Szturm

Szturm

piątek, 24 październik 2014 00:00

Ruszamy!

W epoce materializmu, politycznych kalkulacji i PR, w czasach gdy głębokie podziały dotykają nawet ruch nacjonalistyczny w Polsce - my szturmowcy wychodzimy temu wszystkiemu na przeciw. Naszym celem jest tchnięcie nowego życia w ideę narodowego radykalizmu. Szanując naszych poprzedników, stwierdzamy, że czas iść własną drogą - my tworzymy teraźniejszość - my przede wszystkim jesteśmy przyszłością. W naszym piśmie przełamujemy bariery podziałów, zostawiamy to wszystko innym. W jednym miejscu znaleźli się nacjonaliści niezrzeszeni, Wszechpolacy, NOP-owcy, Autonomiczni Nacjonaliści, działacze Trzeciej Drogi, ONR-owcy, publicyści portali nacjonalista.pl, narodowcy.net, autonom.pl, trzeciadroga.pl, a także pism „Szczerbiec” oraz „Polityka Narodowa”. To pokazuje doniosłość naszego przedsięwzięcia, zwycięstwo, na drodze którego nikt nie jest w stanie nas zatrzymać. Jesteśmy otwarci na każdego, kto popiera nasze poglądy i chce iść z nami ramię w ramię do wielkości.

•••

* [ZADANIE DO WYKONANIA] Napisz dalszy ciąg tekstu zapowiadającego pismo „Szturm”, zaczynając zaraz po jego ostatnim zdaniu.

* [FRAGMENT MATERIAŁU]
•••

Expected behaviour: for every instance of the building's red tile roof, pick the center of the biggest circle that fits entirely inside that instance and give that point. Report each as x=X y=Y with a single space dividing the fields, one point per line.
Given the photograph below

•••

* [WYNIK KOŃCOWY]
Kiedy człowiek staje się więźniem pieniądza i materializmu, my uderzamy w kapitalizm, będąc jego zaciekłymi wrogami. Gdy z demokracji liberalnej tworzy się fałszywego „bożka”, my bez pardonu uderzamy w ten zgniły ustrój, przedstawiając naszą koncepcje powszechnych rządów narodu. Gdy w Polsce mężczyźni nie umieją posługiwać się bronią - nasza odpowiedź jest jedna: militaryzm musi stać się jednym z głównych czynników wychowania młodych mężczyzn. Kiedy imperializmy: rosyjski i amerykański szaleją chcąc zająć i przejąć kolejne kraje my mówimy STOP! I solidaryzujemy się z tymi, którzy walczą o wolność dla własnych narodów i bytów państwowych. Stoimy naprzeciw lewicy i prawicy uznając te twory przeszłości za nic niewarte. Gardzimy tymi, którzy mówią nam co wolno a czego nie wolno mówić w imię politycznej poprawności. Jesteśmy bezkompromisowi, bo tylko w ten sposób zdołamy zmienić historie i bieg obecnej epoki przechylić na naszą stronę.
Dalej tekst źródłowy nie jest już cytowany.